Materials provided
================

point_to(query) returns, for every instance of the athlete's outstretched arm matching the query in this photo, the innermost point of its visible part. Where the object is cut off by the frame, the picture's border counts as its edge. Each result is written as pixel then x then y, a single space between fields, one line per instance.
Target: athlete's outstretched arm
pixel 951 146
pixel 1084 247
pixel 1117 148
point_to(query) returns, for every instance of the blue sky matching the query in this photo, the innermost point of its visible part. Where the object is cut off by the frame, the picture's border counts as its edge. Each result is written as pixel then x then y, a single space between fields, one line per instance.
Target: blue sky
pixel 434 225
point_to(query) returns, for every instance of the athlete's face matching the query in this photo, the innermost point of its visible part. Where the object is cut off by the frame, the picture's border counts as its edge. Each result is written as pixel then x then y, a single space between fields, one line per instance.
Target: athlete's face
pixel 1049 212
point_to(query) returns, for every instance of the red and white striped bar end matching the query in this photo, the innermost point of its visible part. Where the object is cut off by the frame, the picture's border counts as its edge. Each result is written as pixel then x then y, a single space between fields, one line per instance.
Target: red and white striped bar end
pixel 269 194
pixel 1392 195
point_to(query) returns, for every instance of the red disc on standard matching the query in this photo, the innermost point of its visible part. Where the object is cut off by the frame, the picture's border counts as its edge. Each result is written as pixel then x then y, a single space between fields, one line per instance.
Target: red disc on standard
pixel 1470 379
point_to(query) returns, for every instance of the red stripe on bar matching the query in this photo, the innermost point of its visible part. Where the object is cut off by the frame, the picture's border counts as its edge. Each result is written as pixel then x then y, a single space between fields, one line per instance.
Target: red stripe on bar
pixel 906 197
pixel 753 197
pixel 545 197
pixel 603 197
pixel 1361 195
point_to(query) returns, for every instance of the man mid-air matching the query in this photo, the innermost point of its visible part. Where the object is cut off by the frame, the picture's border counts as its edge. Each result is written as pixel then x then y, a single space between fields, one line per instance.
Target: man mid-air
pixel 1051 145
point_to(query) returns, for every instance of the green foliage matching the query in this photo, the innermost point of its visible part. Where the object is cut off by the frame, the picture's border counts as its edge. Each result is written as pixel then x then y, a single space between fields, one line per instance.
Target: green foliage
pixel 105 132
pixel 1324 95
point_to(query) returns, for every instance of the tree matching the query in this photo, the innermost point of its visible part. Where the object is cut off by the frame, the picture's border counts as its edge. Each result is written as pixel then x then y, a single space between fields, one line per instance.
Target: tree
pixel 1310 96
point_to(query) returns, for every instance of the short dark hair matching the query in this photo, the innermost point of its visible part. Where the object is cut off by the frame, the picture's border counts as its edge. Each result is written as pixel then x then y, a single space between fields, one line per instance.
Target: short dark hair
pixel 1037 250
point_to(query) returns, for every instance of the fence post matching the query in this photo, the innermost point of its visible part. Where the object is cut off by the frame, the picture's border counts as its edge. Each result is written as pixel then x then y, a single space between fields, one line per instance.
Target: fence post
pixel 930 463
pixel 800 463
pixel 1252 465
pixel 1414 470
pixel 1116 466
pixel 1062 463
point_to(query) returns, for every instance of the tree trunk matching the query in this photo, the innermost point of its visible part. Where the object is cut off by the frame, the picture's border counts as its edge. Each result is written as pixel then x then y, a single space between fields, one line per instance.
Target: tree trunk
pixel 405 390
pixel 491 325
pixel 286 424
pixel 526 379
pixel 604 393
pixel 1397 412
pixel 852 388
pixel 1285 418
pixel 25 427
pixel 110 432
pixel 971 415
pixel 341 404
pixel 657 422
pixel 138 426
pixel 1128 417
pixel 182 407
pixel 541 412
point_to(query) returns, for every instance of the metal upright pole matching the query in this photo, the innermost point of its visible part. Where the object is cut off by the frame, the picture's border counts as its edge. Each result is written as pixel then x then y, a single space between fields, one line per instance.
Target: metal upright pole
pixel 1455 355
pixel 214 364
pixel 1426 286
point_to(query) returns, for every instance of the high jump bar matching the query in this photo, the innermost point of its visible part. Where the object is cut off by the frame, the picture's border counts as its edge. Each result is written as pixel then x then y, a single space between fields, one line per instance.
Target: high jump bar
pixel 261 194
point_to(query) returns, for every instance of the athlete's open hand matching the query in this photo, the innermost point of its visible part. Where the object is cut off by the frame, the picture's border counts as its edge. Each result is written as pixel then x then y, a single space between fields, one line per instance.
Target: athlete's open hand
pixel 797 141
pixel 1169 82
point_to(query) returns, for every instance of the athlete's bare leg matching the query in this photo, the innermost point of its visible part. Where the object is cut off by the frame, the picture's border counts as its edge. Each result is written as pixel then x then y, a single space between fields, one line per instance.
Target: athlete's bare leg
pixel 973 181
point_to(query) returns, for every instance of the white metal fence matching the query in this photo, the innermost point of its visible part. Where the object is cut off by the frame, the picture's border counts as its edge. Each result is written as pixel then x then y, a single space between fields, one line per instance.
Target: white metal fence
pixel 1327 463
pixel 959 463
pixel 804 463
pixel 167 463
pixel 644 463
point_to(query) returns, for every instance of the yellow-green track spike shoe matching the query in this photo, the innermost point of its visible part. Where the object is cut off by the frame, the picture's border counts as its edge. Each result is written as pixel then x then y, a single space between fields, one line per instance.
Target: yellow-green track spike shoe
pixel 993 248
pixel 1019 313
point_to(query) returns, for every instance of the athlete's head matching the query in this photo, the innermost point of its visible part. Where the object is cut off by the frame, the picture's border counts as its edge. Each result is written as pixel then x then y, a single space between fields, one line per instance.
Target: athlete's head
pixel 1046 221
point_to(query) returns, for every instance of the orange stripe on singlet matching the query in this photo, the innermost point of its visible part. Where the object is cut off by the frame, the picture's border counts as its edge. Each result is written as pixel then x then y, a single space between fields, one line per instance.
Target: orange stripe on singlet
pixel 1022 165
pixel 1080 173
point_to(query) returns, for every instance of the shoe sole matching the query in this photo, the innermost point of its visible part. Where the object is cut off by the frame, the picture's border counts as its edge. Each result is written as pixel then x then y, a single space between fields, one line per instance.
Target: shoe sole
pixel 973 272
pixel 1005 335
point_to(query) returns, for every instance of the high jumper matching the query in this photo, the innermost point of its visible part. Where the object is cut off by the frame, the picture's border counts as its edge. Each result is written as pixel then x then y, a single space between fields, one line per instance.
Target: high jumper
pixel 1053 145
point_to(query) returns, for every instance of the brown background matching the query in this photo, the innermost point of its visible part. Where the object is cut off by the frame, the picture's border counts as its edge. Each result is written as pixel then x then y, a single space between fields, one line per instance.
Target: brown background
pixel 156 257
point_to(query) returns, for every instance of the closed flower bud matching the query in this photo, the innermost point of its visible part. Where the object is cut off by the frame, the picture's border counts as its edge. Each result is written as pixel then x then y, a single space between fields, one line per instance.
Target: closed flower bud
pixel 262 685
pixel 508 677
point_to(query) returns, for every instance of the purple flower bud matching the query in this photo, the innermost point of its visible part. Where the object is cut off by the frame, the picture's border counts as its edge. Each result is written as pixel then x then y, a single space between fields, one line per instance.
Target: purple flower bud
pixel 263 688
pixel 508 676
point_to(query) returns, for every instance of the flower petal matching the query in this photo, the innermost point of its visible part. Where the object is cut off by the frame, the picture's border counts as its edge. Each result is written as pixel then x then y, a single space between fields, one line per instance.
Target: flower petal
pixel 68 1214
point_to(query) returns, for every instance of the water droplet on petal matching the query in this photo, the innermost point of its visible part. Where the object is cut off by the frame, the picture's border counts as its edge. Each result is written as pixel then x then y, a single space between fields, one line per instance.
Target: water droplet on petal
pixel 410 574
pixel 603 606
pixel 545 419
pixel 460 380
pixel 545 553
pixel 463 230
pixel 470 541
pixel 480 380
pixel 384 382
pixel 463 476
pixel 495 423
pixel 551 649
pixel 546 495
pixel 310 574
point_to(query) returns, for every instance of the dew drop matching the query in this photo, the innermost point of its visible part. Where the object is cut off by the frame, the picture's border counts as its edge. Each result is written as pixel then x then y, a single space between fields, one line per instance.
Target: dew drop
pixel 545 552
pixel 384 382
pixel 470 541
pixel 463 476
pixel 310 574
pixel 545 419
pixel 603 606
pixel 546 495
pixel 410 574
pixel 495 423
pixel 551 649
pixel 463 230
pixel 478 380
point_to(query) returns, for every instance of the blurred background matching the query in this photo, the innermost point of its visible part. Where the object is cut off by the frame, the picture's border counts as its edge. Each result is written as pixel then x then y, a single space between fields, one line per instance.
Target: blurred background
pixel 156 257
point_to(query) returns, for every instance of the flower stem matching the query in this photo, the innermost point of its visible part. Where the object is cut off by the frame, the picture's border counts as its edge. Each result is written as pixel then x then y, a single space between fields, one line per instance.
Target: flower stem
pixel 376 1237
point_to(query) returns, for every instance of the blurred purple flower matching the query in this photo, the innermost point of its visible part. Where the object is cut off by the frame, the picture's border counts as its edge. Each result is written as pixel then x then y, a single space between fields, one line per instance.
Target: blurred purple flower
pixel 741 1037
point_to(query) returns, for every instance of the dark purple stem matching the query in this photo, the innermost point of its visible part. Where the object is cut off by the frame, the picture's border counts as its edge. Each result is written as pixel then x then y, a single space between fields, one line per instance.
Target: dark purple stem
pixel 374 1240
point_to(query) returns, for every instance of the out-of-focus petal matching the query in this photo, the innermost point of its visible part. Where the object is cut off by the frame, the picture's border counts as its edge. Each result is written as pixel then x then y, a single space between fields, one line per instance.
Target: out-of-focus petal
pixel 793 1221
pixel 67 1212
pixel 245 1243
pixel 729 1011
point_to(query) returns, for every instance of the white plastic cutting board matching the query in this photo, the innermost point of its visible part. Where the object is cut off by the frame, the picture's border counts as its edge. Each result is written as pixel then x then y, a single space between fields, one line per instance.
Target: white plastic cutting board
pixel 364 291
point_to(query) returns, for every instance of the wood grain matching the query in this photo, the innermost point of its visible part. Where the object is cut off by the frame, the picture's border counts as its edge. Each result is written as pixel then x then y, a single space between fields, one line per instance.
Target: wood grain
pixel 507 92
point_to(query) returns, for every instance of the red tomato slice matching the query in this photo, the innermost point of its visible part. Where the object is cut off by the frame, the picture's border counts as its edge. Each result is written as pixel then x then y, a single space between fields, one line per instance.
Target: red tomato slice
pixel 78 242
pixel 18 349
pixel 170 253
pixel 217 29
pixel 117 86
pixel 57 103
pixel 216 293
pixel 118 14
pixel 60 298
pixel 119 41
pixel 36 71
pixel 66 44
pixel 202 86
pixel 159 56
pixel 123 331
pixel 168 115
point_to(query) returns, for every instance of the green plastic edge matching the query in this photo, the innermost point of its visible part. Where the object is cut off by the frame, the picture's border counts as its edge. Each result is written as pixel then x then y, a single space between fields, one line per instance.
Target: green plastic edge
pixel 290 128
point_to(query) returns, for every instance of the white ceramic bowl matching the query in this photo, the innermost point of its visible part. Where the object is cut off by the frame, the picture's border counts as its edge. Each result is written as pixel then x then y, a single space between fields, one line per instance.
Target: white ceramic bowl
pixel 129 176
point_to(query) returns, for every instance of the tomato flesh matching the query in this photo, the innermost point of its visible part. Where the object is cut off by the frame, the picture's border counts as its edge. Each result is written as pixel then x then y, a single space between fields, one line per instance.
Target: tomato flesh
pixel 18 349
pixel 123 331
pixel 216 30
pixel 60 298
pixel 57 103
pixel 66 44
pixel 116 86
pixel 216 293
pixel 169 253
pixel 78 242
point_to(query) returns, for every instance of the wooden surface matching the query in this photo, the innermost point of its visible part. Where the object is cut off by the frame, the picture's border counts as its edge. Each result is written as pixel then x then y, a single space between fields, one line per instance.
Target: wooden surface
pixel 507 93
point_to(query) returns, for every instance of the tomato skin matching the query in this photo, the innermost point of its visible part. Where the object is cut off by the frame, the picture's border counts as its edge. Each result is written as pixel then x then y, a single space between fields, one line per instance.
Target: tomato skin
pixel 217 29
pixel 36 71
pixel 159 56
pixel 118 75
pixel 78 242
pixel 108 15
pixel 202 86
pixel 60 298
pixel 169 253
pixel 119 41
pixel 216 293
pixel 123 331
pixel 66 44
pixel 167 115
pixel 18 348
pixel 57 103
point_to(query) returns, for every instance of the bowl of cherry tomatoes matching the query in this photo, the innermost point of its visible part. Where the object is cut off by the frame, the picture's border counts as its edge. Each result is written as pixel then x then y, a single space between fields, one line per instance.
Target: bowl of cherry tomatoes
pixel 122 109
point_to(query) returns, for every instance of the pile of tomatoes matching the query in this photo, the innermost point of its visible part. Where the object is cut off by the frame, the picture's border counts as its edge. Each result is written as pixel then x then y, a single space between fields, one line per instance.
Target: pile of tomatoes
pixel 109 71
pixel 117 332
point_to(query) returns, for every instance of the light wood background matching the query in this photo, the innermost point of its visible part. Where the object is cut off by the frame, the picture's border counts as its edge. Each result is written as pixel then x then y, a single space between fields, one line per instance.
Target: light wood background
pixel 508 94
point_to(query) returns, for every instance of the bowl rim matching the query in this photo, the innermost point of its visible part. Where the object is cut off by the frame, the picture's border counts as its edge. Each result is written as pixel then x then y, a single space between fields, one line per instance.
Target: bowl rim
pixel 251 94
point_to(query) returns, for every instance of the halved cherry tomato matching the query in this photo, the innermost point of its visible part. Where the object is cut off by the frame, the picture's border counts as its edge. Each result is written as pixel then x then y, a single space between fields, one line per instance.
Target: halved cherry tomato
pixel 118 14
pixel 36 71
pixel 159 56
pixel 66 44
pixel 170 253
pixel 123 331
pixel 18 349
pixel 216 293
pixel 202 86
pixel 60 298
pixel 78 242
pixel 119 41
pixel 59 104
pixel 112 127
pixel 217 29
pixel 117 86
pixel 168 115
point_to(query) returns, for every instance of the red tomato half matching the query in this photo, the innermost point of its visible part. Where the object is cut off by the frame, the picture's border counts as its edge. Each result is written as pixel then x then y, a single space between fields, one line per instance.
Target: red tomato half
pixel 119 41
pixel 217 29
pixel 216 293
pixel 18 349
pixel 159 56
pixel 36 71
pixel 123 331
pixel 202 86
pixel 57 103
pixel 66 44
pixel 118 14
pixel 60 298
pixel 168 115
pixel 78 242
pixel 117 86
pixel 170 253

================

Brief
Express the rows from the line with "point_to(query) returns, for every instance of the closed" up to and including the line with "pixel 68 1214" as a two-column CSV with the header columns request and answer. Give one row for each request, putting its text and its answer each in a single quoted field, with line breaks turned into spaces.

The result
request,answer
"point_to(query) returns, for every instance of the closed flower bud matching the query in this photo, the innermost point of its visible part. Where the object is cut off by the frame, the picture's border counts as its edge. Each result is written as pixel then x then y, a single space between fields, one line per instance. Target: closed flower bud","pixel 262 685 pixel 508 677"
"point_to(query) returns, for every instance of the purple flower bud matching the query in this photo, the innermost point of its visible part. Where the object is cut off by the frame, the picture's border counts as its edge. Each result is written as pixel then x then y, a single space between fields, one line per instance. Target: purple flower bud","pixel 263 688 pixel 508 676"
"point_to(query) returns, for every instance of the flower petal matching the query in this photo, the innermost point of its visible part. Where the object is cut off by the frame, the picture's border counts as its edge. Each result is written as pixel then x then y, a single space between fields, one line per instance. Target: flower petal","pixel 68 1214"